**Problem to work on:**
Please format the material from the line with "Draw the outline of every instance of the yellow" through the line with "[[[133,157],[116,26],[22,28],[18,41],[47,180],[70,179]]]", both included, as a numbered list with blank lines left out.

Data items:
--------------------------------

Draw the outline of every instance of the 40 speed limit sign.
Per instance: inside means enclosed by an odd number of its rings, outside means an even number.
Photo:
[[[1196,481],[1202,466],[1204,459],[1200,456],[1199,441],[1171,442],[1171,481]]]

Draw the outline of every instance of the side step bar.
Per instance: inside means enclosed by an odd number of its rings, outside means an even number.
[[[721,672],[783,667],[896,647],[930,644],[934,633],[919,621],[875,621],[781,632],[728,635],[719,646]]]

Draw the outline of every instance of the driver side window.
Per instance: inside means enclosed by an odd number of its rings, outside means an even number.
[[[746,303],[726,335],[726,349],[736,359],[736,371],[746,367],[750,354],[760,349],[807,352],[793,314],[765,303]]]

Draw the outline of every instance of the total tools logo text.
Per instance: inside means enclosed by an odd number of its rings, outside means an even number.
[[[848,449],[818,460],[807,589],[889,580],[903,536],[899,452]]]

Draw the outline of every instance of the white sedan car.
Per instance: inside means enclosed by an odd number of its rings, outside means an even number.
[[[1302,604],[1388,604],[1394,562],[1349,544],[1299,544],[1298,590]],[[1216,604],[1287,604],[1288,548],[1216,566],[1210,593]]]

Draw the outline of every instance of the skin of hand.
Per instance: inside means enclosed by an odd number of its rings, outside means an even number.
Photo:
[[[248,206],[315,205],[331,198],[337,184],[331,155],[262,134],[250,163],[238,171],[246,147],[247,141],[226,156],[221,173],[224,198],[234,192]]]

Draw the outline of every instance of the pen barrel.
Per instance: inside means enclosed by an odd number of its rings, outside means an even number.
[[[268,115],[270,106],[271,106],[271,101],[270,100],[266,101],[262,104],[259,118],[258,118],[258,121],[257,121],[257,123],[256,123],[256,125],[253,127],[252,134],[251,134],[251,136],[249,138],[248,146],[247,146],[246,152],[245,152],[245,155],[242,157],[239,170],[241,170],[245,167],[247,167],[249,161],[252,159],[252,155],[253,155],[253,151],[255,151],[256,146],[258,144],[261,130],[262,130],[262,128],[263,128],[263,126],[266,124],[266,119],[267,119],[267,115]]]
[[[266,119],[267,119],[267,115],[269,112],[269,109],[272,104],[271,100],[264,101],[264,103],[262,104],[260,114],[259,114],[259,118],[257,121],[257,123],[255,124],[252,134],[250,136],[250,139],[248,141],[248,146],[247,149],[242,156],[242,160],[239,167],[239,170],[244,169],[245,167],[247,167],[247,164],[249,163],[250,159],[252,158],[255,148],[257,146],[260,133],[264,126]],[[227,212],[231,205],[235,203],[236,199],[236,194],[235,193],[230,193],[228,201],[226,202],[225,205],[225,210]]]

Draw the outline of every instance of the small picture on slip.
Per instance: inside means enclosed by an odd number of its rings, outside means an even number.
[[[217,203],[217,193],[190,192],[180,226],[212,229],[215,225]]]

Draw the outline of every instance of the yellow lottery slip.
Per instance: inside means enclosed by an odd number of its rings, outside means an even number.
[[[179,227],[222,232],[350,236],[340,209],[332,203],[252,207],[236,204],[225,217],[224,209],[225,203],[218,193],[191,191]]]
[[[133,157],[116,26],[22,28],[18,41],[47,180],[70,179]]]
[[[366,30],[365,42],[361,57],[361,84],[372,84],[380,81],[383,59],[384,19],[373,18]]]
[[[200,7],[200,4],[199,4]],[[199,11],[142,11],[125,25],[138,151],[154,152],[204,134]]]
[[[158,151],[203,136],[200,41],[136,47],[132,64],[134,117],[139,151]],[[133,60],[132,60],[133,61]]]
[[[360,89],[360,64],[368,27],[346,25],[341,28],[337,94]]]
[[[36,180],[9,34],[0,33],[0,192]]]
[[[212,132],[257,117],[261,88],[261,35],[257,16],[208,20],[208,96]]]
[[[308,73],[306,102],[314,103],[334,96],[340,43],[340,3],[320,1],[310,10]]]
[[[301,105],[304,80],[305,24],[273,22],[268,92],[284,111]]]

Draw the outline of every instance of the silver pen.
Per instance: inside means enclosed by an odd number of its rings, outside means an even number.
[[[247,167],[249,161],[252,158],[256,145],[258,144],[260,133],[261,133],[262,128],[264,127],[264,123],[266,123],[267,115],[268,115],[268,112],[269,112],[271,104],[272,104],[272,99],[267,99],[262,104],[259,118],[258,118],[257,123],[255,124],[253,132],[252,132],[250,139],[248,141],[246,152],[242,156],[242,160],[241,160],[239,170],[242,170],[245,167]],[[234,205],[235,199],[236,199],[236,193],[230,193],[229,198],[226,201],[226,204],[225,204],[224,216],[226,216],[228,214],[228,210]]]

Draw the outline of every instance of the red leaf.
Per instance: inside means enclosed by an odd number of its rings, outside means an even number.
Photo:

--------------------------------

**Worked solution:**
1. Draw the outline of every instance of the yellow lottery slip.
2. Per instance: inside means enclosed by an odd number of its rings, outside means an even number.
3. [[[179,227],[222,232],[350,236],[340,209],[332,203],[252,207],[236,204],[225,217],[224,209],[225,203],[218,193],[191,191]]]
4. [[[133,157],[116,26],[22,28],[18,41],[47,180],[70,179]]]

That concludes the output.